## Cel zadania 1
Proszę przepisać bez żadnych zmian wiersze zestawienia, zaczynając od wiersza zawierającego „target: breaching whale”, a kończąc na ostatnim wierszu zestawienia.

## Tekst źródłowy

Chińczycy zainstalowali radar na platformie wydobywczej. Japonia protestuje

Według japońskich władz, na chińskiej platformie wydobywczej znajdującej się na spornych wodach Morza Wschodniochińskiego zainstalowano radar – analogiczny do instalowanych na okrętach patrolowych. Tokio złożyło w tej sprawie oficjalny protest.

Jak twierdzi japoński rząd, radary w typie tego, który odkryto na chińskiej platformie wydobywczej są stosowane okrętach patrolowych. Argumentują, że nie ma konieczności montowanie ich w miejscach, gdzie prowadzone są poszukiwania gazu. Japonia uważa, że Chiny zamierzają wykorzystać platformy wydobywcze, znajdujące się na spornych akwenach jako stacje wojskowe. Chińczycy prowadzą wydobycie gazu na kilkunastu platformach, któe znajdują się blisko spornych akwenów. Na publikowanych mapach zaznaczono ja jako tzw. obiekt 12, położony najbardziej na północ ze wszystkich.

Urządzenie zostało wykryte pod koniec czerwca, zaś w ubiegły piątek Japonia złożyła za pośrednictwem swojej ambasady w Chinach oficjalny protest z żądaniem wyjaśnień.

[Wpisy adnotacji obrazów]
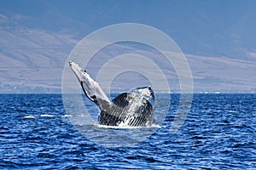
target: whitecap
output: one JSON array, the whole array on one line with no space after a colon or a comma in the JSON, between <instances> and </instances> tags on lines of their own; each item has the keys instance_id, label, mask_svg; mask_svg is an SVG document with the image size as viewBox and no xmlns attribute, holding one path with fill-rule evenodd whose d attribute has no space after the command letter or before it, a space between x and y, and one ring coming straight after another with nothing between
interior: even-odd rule
<instances>
[{"instance_id":1,"label":"whitecap","mask_svg":"<svg viewBox=\"0 0 256 170\"><path fill-rule=\"evenodd\" d=\"M24 116L24 118L25 119L34 119L34 118L36 118L36 116L32 116L32 115L28 115L28 116Z\"/></svg>"},{"instance_id":2,"label":"whitecap","mask_svg":"<svg viewBox=\"0 0 256 170\"><path fill-rule=\"evenodd\" d=\"M54 116L54 115L43 114L43 115L40 115L40 116L44 116L44 117L53 117L53 116Z\"/></svg>"}]
</instances>

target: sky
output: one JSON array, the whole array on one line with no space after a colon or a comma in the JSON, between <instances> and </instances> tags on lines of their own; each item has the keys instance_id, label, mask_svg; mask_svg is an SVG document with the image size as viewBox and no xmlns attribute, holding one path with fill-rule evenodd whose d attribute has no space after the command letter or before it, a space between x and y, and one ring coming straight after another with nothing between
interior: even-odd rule
<instances>
[{"instance_id":1,"label":"sky","mask_svg":"<svg viewBox=\"0 0 256 170\"><path fill-rule=\"evenodd\" d=\"M0 0L0 14L2 93L16 93L15 84L23 87L20 91L26 84L59 89L75 44L97 29L124 22L154 26L171 37L188 55L197 91L216 86L226 92L255 90L253 0ZM46 67L55 72L48 79ZM224 75L230 75L225 82ZM212 80L218 83L211 86Z\"/></svg>"}]
</instances>

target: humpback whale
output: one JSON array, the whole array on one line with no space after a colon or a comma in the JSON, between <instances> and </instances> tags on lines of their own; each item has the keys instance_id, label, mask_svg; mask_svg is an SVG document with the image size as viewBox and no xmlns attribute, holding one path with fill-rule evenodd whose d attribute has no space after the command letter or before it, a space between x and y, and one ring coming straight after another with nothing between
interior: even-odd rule
<instances>
[{"instance_id":1,"label":"humpback whale","mask_svg":"<svg viewBox=\"0 0 256 170\"><path fill-rule=\"evenodd\" d=\"M154 93L150 88L137 88L123 93L112 101L90 75L78 64L69 61L84 94L100 109L97 122L107 126L148 127L154 122Z\"/></svg>"}]
</instances>

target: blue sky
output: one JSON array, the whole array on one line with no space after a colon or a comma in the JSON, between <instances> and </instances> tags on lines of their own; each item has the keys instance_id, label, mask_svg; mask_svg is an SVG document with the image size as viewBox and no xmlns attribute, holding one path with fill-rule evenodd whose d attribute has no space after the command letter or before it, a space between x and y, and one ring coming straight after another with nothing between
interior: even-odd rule
<instances>
[{"instance_id":1,"label":"blue sky","mask_svg":"<svg viewBox=\"0 0 256 170\"><path fill-rule=\"evenodd\" d=\"M256 48L253 0L2 0L0 3L7 14L38 19L30 26L69 29L79 37L111 24L136 22L167 33L188 54L241 57Z\"/></svg>"}]
</instances>

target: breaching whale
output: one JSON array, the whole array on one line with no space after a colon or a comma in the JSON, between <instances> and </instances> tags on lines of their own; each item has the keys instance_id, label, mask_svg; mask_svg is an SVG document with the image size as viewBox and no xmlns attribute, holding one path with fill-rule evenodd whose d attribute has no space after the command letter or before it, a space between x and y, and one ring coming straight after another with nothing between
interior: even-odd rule
<instances>
[{"instance_id":1,"label":"breaching whale","mask_svg":"<svg viewBox=\"0 0 256 170\"><path fill-rule=\"evenodd\" d=\"M84 94L99 107L99 124L147 127L154 122L155 97L150 86L131 89L111 101L100 85L78 64L70 61L69 65L78 77Z\"/></svg>"}]
</instances>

## Cel zadania 2
Przetłumacz na angielski to zdanie z tekstu źródłowego: „Japonia uważa, że Chiny zamierzają wykorzystać platformy wydobywcze, znajdujące się na spornych akwenach jako stacje wojskowe.”

## Oczekiwany wynik 1
target: breaching whale
output: one JSON array, the whole array on one line with no space after a colon or a comma in the JSON, between <instances> and </instances> tags on lines of their own; each item has the keys instance_id, label, mask_svg; mask_svg is an SVG document with the image size as viewBox and no xmlns attribute, holding one path with fill-rule evenodd whose d attribute has no space after the command letter or before it, a space between x and y, and one ring coming straight after another with nothing between
interior: even-odd rule
<instances>
[{"instance_id":1,"label":"breaching whale","mask_svg":"<svg viewBox=\"0 0 256 170\"><path fill-rule=\"evenodd\" d=\"M84 94L99 107L99 124L147 127L154 122L155 97L150 86L131 89L111 101L100 85L78 64L70 61L69 65L78 77Z\"/></svg>"}]
</instances>

## Oczekiwany wynik 2
Japan believes that China intends to use the extraction platforms located in the disputed waters as military stations.